- [Data supplied]:
• • •

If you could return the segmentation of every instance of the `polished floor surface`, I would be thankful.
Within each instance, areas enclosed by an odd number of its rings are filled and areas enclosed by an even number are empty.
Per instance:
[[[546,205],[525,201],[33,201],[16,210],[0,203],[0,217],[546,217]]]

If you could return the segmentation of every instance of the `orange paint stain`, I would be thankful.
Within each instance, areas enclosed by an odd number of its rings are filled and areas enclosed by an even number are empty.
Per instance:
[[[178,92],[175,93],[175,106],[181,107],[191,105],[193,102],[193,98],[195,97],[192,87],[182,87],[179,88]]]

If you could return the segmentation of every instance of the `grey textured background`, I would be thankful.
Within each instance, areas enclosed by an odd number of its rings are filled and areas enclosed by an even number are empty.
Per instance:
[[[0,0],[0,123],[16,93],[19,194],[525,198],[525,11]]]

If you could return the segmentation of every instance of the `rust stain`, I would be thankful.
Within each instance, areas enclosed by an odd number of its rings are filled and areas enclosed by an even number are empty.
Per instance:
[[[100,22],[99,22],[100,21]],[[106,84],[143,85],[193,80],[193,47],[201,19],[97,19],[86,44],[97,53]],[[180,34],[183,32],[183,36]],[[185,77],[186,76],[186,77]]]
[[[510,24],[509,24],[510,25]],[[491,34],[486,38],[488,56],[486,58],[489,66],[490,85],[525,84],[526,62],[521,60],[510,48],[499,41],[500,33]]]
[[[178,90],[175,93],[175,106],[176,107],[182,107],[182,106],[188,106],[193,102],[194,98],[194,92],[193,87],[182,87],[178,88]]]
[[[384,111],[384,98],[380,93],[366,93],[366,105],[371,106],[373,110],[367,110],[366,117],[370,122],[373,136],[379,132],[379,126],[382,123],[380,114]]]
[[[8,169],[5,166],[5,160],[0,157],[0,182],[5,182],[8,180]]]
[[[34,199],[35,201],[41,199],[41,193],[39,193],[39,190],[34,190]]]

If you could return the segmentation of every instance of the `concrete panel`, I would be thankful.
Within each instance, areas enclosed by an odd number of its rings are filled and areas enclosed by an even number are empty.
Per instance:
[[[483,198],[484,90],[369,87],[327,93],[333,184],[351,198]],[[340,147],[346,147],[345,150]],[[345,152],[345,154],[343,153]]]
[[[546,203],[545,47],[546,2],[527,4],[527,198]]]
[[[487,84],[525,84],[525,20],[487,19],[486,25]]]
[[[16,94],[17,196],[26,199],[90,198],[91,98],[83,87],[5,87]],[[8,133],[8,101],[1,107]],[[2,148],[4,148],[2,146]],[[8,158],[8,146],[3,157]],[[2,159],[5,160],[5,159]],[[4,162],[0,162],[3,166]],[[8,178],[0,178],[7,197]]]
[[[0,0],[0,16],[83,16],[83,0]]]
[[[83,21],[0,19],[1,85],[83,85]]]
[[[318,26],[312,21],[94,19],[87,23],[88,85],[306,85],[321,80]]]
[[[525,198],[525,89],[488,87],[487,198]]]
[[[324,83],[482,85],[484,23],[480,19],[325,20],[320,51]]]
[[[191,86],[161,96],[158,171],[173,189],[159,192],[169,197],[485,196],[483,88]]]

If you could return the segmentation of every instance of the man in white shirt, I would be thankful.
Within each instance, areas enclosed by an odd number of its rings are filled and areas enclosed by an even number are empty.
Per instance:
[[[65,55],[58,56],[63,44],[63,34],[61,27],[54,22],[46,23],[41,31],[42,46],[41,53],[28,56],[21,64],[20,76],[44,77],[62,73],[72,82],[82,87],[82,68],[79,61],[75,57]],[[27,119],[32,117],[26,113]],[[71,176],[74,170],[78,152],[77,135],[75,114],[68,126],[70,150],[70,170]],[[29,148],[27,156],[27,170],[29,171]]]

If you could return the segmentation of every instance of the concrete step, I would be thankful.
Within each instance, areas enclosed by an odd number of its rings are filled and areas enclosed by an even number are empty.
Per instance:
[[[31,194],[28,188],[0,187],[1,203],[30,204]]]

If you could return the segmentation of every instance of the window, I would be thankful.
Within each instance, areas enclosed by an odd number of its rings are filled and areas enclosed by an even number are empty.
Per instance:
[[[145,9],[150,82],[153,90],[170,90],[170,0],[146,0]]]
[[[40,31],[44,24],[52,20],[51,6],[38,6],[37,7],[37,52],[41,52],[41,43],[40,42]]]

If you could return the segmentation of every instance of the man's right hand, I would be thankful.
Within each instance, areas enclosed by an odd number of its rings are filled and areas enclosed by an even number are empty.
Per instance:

• • •

- [Exercise objective]:
Reproduce all of the material above, keeping every line as it appears.

- [Task answer]:
If you could return the segmentation of every instance of the `polished floor surface`, I would be thankful.
Within each instance, areas enclosed by an odd number of its rings are filled and areas enclosed by an even number are empty.
Per instance:
[[[546,205],[525,201],[33,201],[16,210],[0,203],[0,217],[546,217]]]

If you could return the segmentation of every instance of the `orange paint stain`, I would be thankful.
Within each instance, areas enclosed by an odd number of its rings are filled and areas enclosed by an even number are empty.
Per instance:
[[[178,92],[175,93],[175,106],[181,107],[191,105],[193,102],[193,98],[195,97],[192,87],[182,87],[179,88]]]

If you could return the segmentation of every instance of the `grey textured background`, I would be thankful.
Within each instance, areas enclosed by an odd number of its rings are filled and areas enclosed by an even number are empty.
Per instance:
[[[0,0],[0,123],[16,93],[19,194],[525,198],[525,11]]]

If you could return the segmentation of every instance of the `rust stain`, I would be thankful.
Within each instance, areas enclosed by an odd number of its rings are filled and areas enclosed by an even number are empty.
Per instance:
[[[100,22],[99,22],[100,21]],[[106,84],[143,85],[193,80],[193,47],[201,19],[97,19],[86,44],[97,53]],[[180,34],[183,32],[183,36]],[[185,77],[186,76],[186,77]]]
[[[510,24],[509,24],[510,25]],[[491,34],[486,38],[488,56],[486,58],[489,66],[490,85],[525,84],[526,62],[521,60],[510,48],[499,41],[500,33]]]
[[[178,90],[175,93],[175,106],[176,107],[182,107],[182,106],[188,106],[193,102],[194,98],[194,92],[193,87],[182,87],[178,88]]]
[[[384,111],[384,98],[380,93],[366,93],[366,105],[371,106],[373,110],[367,110],[366,117],[370,122],[373,136],[379,132],[379,126],[382,123],[380,114]]]
[[[8,169],[5,166],[5,160],[0,157],[0,182],[5,182],[8,180]]]
[[[34,199],[35,201],[41,199],[41,193],[39,193],[39,190],[34,190]]]

If you could return the segmentation of every instance of the `concrete panel`, I would be thankful.
Within each instance, areas enclosed by an odd number of its rings are filled and areas enclosed by an even number are empty.
Per instance:
[[[483,198],[484,90],[369,87],[327,93],[333,184],[351,198]],[[340,147],[346,147],[345,150]],[[345,152],[345,154],[343,153]]]
[[[546,203],[545,47],[546,2],[527,4],[527,198]]]
[[[487,84],[525,84],[525,20],[487,19],[486,25]]]
[[[16,94],[17,196],[26,199],[90,198],[91,98],[83,87],[5,87]],[[8,133],[8,101],[1,107]],[[2,148],[4,148],[2,146]],[[8,158],[8,146],[3,157]],[[2,159],[5,160],[5,159]],[[4,162],[0,162],[3,166]],[[8,178],[0,178],[7,197]]]
[[[0,0],[0,16],[83,16],[83,0]]]
[[[83,21],[0,19],[1,85],[83,85]]]
[[[318,26],[312,21],[94,19],[87,23],[88,85],[306,85],[321,80]]]
[[[525,198],[525,89],[488,87],[487,198]]]
[[[324,83],[482,85],[484,23],[480,19],[325,20],[320,51]]]
[[[191,86],[161,96],[158,171],[173,189],[159,192],[169,197],[485,196],[483,88]]]

If you could return the segmentation of every instance of the man in white shirt, I would be thankful.
Within each instance, areas enclosed by an odd number of its rings are filled and areas enclosed by an even number are empty.
Per instance:
[[[65,55],[58,56],[63,44],[63,34],[61,27],[54,22],[46,23],[41,31],[42,46],[41,53],[28,56],[21,64],[20,76],[44,77],[62,73],[72,82],[82,87],[82,68],[79,61],[75,57]],[[27,119],[32,117],[26,113]],[[71,176],[74,170],[78,152],[77,135],[75,114],[68,126],[70,150],[70,170]],[[29,148],[27,156],[27,170],[29,171]]]

If you could return the segmentation of every instance of the concrete step, I would be thankful.
Within each instance, areas enclosed by an odd number of its rings are filled and areas enclosed by an even number are empty.
Per instance:
[[[31,194],[28,188],[0,187],[1,203],[30,204]]]

If you could return the segmentation of every instance of the window, I would be thankful.
Within each instance, areas enclosed by an odd number of its rings are filled and areas enclosed by an even number are empty.
Per instance:
[[[145,9],[150,82],[153,90],[170,90],[170,0],[146,0]]]
[[[40,31],[44,24],[52,20],[51,6],[38,6],[37,7],[37,52],[41,52],[41,43],[40,42]]]

If you could return the segmentation of every instance of the man's right hand, I would be thankful.
Within each instance, areas enclosed by an odd number of its rings are filled and areas enclosed by an even number are empty.
Per instance:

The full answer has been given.